#### QUOTED TEXT
-*-

PdfTableExtractor returns dummy text

Sat Feb 01, 2025 4:57 am

I am using Spire.Pdf for .NET 10.2.2.0 to extract text from tables in a PDF file.
The problem is that it has some kind of background layer's text data as below:
So, when I extract text from cell, it also returns these background layer's text "열", "람" and "용".
How should I change my code?

PdfTableExtractor _tableExtractor = new PdfTableExtractor(doc);
PdfTable[] _tableList = null;
string _title = string.Empty;

for (int i = 0; i < doc.Pages.Count; i++)
{
// extract from table
_tableList = _tableExtractor.ExtractTable(i);
int _tableNumber = 0;

if (_tableList != null && _tableList.Length > 0)
{
foreach (PdfTable _table in _tableList)

-*-

#### SOURCE MATERIAL

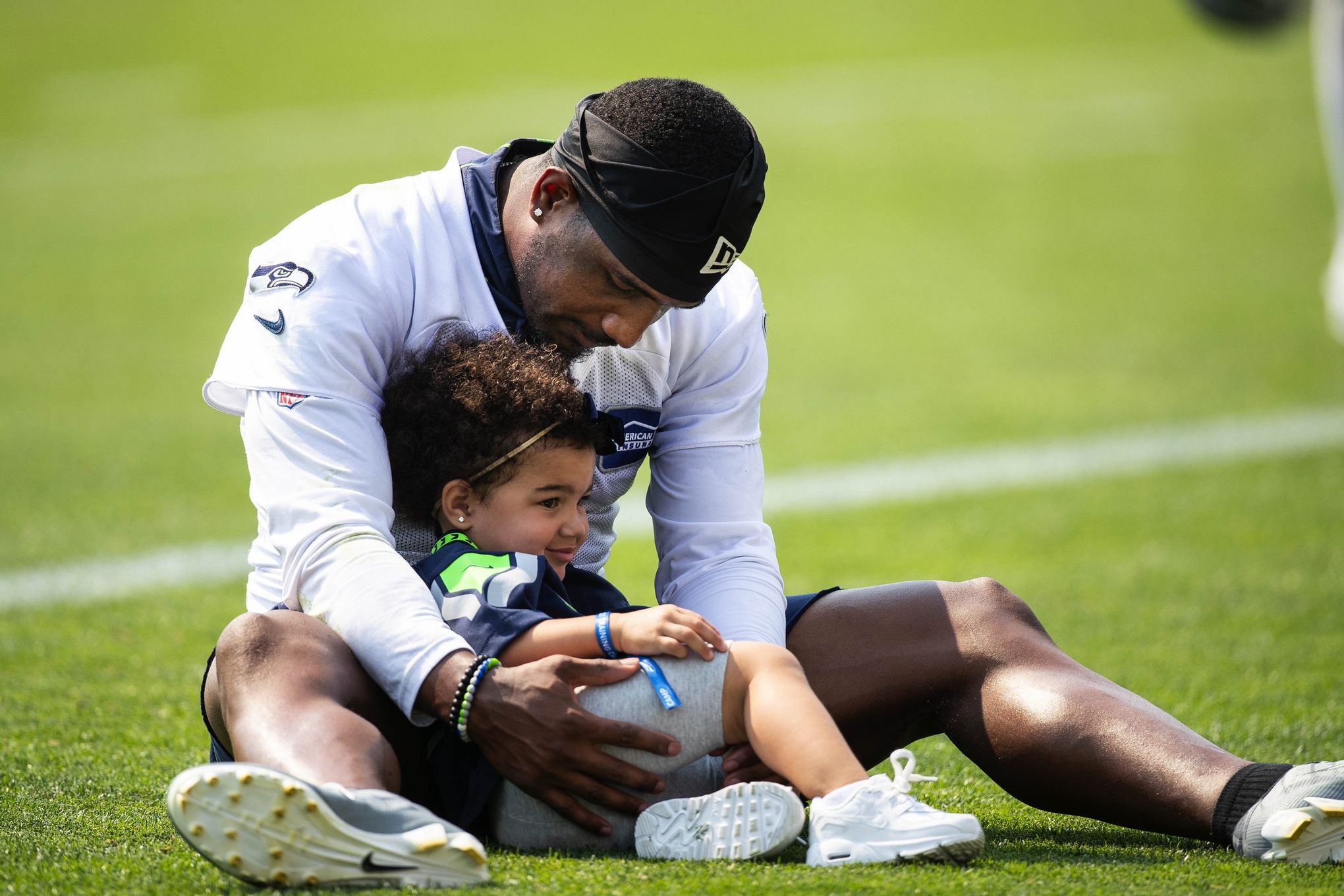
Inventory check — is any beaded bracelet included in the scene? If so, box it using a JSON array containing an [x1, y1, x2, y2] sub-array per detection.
[[593, 610, 621, 659], [457, 657, 500, 744], [447, 657, 490, 741]]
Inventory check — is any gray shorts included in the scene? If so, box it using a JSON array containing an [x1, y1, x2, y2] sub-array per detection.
[[485, 653, 729, 851]]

-*-

#### COMPLETE THE FOLLOWING
(a) Write out the part of the PdfTableExtractor forum post from "PdfTableExtractor _tableExtractor = new" up to and including "null && _tableList.Length > 0)".
(b) Write the next part of the PdfTableExtractor forum post, picking up right after its last line.

#### ANSWERS
(a)
PdfTableExtractor _tableExtractor = new PdfTableExtractor(doc);
PdfTable[] _tableList = null;
string _title = string.Empty;

for (int i = 0; i < doc.Pages.Count; i++)
{
// extract from table
_tableList = _tableExtractor.ExtractTable(i);
int _tableNumber = 0;

if (_tableList != null && _tableList.Length > 0)

(b)
{
int _row = _table.GetRowCount();
int _column = _table.GetColumnCount();

for (int j = 0; j < _row; j++)
{
for (int k = 0; k < _column; k++)
{
string _text = _table.GetText(j, k);
}
}
}
}
}

Tue Feb 04, 2025 8:01 am

Hello,

Thanks for your inquiry.
Apologies for the delayed response as we are on the Spring Festival holiday from January 28th to February 4th. To assist us in further investigation, please provide us with your input file. Thank you in advance.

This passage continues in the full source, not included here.